* Your instructions *
Exact wording is required: transcribe all the entries and leave the images out.
:::
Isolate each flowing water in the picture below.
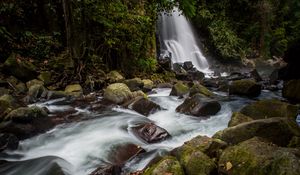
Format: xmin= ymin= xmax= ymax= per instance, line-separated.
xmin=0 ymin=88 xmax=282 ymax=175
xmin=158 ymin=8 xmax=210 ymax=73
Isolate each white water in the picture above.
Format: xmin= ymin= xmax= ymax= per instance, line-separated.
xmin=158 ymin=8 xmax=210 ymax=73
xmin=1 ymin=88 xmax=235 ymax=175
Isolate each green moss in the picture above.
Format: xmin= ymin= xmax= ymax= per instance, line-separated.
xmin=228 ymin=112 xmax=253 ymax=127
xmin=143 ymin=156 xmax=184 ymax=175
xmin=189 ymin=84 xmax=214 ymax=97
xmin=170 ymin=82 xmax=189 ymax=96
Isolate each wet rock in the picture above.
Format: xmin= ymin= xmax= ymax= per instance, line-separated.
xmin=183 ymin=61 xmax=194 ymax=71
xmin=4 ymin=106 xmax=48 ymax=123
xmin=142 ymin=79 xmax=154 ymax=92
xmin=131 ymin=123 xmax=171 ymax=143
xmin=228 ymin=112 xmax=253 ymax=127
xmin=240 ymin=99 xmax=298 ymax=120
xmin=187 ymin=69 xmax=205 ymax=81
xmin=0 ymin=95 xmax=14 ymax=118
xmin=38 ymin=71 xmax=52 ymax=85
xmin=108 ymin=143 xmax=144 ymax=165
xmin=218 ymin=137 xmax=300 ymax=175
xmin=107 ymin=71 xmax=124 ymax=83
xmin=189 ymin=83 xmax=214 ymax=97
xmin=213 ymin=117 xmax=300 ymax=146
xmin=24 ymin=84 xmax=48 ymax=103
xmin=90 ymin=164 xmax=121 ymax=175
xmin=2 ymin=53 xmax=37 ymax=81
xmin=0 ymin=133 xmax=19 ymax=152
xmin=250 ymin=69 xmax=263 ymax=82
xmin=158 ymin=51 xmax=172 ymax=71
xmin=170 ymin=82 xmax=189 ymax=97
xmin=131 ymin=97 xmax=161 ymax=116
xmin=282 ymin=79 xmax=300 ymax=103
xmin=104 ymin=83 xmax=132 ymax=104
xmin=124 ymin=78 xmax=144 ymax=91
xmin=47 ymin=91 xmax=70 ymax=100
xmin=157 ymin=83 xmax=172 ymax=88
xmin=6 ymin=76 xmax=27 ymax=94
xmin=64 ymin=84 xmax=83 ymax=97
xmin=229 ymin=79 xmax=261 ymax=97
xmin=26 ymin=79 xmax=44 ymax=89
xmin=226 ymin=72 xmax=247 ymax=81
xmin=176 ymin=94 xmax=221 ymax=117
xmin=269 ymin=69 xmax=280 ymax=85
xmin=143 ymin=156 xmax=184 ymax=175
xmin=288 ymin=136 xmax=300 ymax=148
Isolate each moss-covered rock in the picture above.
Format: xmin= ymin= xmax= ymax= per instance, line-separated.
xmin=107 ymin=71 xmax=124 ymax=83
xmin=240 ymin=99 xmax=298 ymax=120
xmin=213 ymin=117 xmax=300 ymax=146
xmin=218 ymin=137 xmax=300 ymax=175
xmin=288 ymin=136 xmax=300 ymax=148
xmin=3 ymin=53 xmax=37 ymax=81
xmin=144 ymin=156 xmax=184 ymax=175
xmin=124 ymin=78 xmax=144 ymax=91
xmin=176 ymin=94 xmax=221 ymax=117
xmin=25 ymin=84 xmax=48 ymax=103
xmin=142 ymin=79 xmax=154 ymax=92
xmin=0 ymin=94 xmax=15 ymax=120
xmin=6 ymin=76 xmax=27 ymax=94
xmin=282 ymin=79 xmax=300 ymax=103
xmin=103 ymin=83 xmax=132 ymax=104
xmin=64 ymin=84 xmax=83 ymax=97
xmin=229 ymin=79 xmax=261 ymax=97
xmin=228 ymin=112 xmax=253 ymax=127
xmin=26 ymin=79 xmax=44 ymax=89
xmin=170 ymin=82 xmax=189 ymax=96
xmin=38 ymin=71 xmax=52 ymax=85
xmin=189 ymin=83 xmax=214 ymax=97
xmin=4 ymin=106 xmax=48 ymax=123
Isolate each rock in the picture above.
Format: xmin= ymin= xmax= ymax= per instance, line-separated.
:::
* Answer to this problem *
Isolate each flowing water in the picture below.
Format: xmin= ymin= xmax= ymax= per instance, line-separated.
xmin=0 ymin=88 xmax=282 ymax=175
xmin=158 ymin=8 xmax=210 ymax=73
Isolate each white water in the picture above.
Format: xmin= ymin= xmax= ymax= per instance, line-separated.
xmin=158 ymin=8 xmax=210 ymax=73
xmin=1 ymin=88 xmax=235 ymax=175
Isolate each green moss in the picture above.
Format: xmin= ymin= xmax= ymax= per instance, line-separated.
xmin=228 ymin=112 xmax=253 ymax=127
xmin=143 ymin=156 xmax=184 ymax=175
xmin=189 ymin=84 xmax=214 ymax=97
xmin=170 ymin=82 xmax=189 ymax=96
Isolate each wet rock in the picture above.
Format: xmin= ymin= xmax= ymax= per instance, line-separated.
xmin=183 ymin=61 xmax=194 ymax=71
xmin=4 ymin=106 xmax=48 ymax=123
xmin=142 ymin=79 xmax=154 ymax=92
xmin=131 ymin=123 xmax=171 ymax=143
xmin=228 ymin=112 xmax=253 ymax=127
xmin=240 ymin=99 xmax=298 ymax=120
xmin=187 ymin=69 xmax=205 ymax=81
xmin=0 ymin=95 xmax=14 ymax=118
xmin=38 ymin=71 xmax=52 ymax=85
xmin=108 ymin=143 xmax=144 ymax=165
xmin=218 ymin=137 xmax=300 ymax=175
xmin=107 ymin=71 xmax=124 ymax=83
xmin=189 ymin=83 xmax=214 ymax=97
xmin=213 ymin=117 xmax=300 ymax=146
xmin=24 ymin=84 xmax=48 ymax=103
xmin=90 ymin=164 xmax=121 ymax=175
xmin=2 ymin=53 xmax=37 ymax=81
xmin=0 ymin=133 xmax=19 ymax=152
xmin=250 ymin=69 xmax=263 ymax=82
xmin=158 ymin=51 xmax=172 ymax=71
xmin=170 ymin=82 xmax=189 ymax=97
xmin=131 ymin=97 xmax=161 ymax=116
xmin=282 ymin=79 xmax=300 ymax=103
xmin=104 ymin=83 xmax=132 ymax=104
xmin=124 ymin=78 xmax=144 ymax=91
xmin=47 ymin=91 xmax=70 ymax=100
xmin=157 ymin=83 xmax=172 ymax=88
xmin=6 ymin=76 xmax=27 ymax=94
xmin=64 ymin=84 xmax=83 ymax=97
xmin=229 ymin=79 xmax=261 ymax=97
xmin=26 ymin=79 xmax=44 ymax=89
xmin=226 ymin=72 xmax=247 ymax=81
xmin=176 ymin=94 xmax=221 ymax=117
xmin=269 ymin=69 xmax=280 ymax=85
xmin=143 ymin=156 xmax=184 ymax=175
xmin=288 ymin=136 xmax=300 ymax=148
Isolate each moss-covered rock in the picture above.
Format: xmin= ymin= xmax= ymax= per instance, line-separated.
xmin=107 ymin=71 xmax=124 ymax=83
xmin=240 ymin=99 xmax=298 ymax=120
xmin=213 ymin=117 xmax=300 ymax=146
xmin=218 ymin=137 xmax=300 ymax=175
xmin=288 ymin=136 xmax=300 ymax=148
xmin=3 ymin=53 xmax=37 ymax=81
xmin=144 ymin=156 xmax=184 ymax=175
xmin=124 ymin=78 xmax=144 ymax=91
xmin=176 ymin=94 xmax=221 ymax=117
xmin=25 ymin=84 xmax=48 ymax=103
xmin=142 ymin=79 xmax=154 ymax=92
xmin=0 ymin=94 xmax=15 ymax=120
xmin=6 ymin=76 xmax=27 ymax=94
xmin=282 ymin=79 xmax=300 ymax=103
xmin=103 ymin=83 xmax=132 ymax=104
xmin=64 ymin=84 xmax=83 ymax=97
xmin=229 ymin=79 xmax=261 ymax=97
xmin=228 ymin=112 xmax=253 ymax=127
xmin=26 ymin=79 xmax=44 ymax=89
xmin=170 ymin=82 xmax=189 ymax=96
xmin=38 ymin=71 xmax=52 ymax=85
xmin=189 ymin=83 xmax=214 ymax=97
xmin=4 ymin=106 xmax=48 ymax=123
Isolate each rock in the picture above.
Format: xmin= ymin= xmax= ymax= per instance, line-separated.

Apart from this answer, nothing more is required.